PROBLEMA PLANTEADO »
Reproduce íntegras las líneas que van desde la que contiene "banner with twain" hasta el final de los registros, ambos extremos incluidos, y escala por 0,9 cada coordenada de las respuestas, redondeando al entero más próximo con las mitades hacia arriba. Todo lo demás queda igual, incluidas las coordenadas de las muestras de formato.

[Registros]
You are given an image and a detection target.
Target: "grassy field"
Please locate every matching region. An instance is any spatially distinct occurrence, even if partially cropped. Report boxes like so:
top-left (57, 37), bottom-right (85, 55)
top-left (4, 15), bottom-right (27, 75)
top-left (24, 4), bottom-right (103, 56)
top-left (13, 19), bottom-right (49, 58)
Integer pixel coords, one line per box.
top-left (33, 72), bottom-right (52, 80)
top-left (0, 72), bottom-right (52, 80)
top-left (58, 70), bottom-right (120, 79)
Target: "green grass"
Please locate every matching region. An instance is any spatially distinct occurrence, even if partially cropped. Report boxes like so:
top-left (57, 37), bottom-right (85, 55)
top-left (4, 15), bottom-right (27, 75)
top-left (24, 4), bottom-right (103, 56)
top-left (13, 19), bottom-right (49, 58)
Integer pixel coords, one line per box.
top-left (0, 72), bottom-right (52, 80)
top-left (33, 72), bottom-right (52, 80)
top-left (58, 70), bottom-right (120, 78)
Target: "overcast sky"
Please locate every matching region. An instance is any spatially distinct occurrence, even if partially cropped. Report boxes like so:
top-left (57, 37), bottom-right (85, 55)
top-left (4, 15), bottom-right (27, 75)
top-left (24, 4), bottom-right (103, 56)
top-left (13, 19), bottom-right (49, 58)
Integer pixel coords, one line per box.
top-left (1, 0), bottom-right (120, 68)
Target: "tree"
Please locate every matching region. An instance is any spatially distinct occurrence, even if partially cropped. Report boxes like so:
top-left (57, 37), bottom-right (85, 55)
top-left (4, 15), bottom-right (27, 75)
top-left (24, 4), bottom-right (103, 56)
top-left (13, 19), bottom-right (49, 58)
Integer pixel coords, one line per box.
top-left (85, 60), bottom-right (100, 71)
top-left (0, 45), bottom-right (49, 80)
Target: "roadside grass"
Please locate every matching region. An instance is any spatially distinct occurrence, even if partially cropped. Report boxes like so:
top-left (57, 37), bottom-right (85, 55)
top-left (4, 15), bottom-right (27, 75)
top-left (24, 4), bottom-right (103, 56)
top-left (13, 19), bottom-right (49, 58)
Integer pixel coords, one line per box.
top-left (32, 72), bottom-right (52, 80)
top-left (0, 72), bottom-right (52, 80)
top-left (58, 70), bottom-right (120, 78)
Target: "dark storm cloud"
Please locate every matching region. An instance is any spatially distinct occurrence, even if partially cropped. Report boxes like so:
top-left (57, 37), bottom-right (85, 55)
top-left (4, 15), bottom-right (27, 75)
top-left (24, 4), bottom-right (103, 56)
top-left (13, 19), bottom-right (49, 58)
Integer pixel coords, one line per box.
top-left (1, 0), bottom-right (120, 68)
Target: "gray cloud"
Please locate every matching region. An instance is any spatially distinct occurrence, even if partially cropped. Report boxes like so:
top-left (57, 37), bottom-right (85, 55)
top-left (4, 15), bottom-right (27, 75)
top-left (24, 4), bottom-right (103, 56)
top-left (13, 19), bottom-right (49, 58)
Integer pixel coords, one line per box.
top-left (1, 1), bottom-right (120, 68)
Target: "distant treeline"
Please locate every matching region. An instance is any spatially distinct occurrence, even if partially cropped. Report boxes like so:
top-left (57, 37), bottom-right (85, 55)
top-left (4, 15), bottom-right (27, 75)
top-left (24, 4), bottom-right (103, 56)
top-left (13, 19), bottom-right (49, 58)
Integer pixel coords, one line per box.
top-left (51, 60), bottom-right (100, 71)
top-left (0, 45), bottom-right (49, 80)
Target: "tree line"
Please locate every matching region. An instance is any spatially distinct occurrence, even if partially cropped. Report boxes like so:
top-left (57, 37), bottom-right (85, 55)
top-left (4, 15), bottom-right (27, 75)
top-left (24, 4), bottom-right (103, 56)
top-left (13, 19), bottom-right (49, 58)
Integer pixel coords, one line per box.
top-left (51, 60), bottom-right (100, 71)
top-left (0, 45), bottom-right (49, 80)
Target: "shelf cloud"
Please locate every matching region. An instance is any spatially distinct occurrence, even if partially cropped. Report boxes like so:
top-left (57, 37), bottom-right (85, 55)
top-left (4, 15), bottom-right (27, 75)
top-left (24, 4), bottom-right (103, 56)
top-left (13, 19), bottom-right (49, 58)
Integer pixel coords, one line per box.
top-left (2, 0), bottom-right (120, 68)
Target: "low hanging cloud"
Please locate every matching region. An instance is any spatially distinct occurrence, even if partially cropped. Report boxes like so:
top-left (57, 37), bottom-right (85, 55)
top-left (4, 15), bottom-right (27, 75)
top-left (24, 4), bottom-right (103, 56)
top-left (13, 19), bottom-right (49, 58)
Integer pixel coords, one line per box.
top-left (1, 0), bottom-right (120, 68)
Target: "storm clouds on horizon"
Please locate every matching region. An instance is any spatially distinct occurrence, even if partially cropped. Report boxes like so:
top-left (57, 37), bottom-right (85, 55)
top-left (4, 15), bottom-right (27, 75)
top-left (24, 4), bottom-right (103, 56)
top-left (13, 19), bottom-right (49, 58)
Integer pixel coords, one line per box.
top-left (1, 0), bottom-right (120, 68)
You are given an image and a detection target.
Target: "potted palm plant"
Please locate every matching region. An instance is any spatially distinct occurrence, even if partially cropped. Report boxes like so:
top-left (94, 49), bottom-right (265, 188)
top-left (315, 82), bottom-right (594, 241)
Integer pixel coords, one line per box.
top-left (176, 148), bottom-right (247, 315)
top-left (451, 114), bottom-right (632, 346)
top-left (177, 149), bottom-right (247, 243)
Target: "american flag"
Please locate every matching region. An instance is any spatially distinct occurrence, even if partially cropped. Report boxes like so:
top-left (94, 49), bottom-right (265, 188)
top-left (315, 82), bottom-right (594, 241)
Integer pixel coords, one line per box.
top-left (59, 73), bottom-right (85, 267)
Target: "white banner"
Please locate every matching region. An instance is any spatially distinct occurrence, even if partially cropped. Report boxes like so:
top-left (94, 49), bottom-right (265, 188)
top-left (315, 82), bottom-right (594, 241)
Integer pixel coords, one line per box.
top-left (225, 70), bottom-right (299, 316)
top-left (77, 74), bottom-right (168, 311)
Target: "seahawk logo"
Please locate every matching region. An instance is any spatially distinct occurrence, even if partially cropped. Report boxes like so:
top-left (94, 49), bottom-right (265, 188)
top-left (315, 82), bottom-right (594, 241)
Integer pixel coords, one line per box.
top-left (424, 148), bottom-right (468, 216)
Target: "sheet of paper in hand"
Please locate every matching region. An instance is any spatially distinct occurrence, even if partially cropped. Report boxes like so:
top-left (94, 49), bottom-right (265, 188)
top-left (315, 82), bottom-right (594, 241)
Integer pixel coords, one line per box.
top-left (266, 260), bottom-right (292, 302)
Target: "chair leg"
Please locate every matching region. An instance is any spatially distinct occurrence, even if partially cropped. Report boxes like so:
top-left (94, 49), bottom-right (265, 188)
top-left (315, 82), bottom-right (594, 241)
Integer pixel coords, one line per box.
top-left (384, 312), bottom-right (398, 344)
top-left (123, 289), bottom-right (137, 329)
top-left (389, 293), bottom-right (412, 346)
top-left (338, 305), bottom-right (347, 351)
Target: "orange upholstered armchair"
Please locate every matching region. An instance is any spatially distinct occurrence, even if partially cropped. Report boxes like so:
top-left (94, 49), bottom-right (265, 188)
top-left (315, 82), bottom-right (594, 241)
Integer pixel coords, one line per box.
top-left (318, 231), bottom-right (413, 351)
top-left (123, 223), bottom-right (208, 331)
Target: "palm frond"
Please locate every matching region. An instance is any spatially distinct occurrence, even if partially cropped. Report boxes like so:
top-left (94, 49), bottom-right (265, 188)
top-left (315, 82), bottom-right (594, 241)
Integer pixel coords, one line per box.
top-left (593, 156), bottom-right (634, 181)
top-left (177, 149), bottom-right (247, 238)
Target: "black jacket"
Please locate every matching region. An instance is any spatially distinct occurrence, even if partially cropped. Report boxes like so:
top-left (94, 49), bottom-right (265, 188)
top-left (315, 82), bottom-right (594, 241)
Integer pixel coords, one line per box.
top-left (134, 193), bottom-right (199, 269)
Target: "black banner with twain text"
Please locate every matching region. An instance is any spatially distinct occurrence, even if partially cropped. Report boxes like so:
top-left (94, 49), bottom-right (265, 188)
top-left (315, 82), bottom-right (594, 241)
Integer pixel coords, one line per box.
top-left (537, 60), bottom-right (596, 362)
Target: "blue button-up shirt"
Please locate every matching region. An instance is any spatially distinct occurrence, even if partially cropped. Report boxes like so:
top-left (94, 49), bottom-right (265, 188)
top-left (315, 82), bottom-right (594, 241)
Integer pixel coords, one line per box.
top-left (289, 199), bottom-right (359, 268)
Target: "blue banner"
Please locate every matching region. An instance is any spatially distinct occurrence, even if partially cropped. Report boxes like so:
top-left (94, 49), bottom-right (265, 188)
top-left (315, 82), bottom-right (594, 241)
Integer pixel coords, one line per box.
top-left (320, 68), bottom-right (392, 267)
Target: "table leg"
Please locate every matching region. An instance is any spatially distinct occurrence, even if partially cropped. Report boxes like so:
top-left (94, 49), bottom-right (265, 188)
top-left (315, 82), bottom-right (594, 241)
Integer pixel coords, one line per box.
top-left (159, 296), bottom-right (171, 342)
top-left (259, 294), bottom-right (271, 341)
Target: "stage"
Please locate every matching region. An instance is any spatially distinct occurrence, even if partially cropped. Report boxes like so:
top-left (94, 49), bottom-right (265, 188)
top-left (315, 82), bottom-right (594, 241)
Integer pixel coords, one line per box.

RESULTADO »
Target: "black banner with twain text"
Please locate every matching region. An instance is any spatially distinct occurrence, even if partially cropped. Report boxes like so:
top-left (94, 49), bottom-right (265, 188)
top-left (315, 82), bottom-right (594, 241)
Integer pixel coords, one line per box.
top-left (483, 54), bottom-right (536, 326)
Target: "blue button-up shirt"
Please locate every matching region. An instance is any spatially distinct occurrence, even if partially cropped. Report boxes like so:
top-left (94, 49), bottom-right (265, 188)
top-left (315, 82), bottom-right (594, 241)
Integer pixel coords, one line per box.
top-left (260, 179), bottom-right (323, 241)
Target: "blue banner"
Please locate every matching region. An instance is any spatially distinct occurrence, even if partially cropped. Report boxes like so:
top-left (94, 49), bottom-right (265, 188)
top-left (315, 82), bottom-right (594, 241)
Integer pixel coords, one line per box.
top-left (288, 61), bottom-right (353, 240)
Target: "table leg"
Please locate every matching region. An instance is any spatially distinct occurrence, even if partially cropped. Report boxes like so:
top-left (94, 49), bottom-right (265, 188)
top-left (315, 82), bottom-right (594, 241)
Integer pixel coords, one line per box.
top-left (143, 266), bottom-right (154, 308)
top-left (233, 265), bottom-right (244, 307)
Target: "stage"
Please locate every matching region. An instance is any spatially distinct occurrence, even if partially cropped. Report boxes like so:
top-left (94, 49), bottom-right (265, 188)
top-left (315, 82), bottom-right (594, 241)
Integer pixel coords, one line per box.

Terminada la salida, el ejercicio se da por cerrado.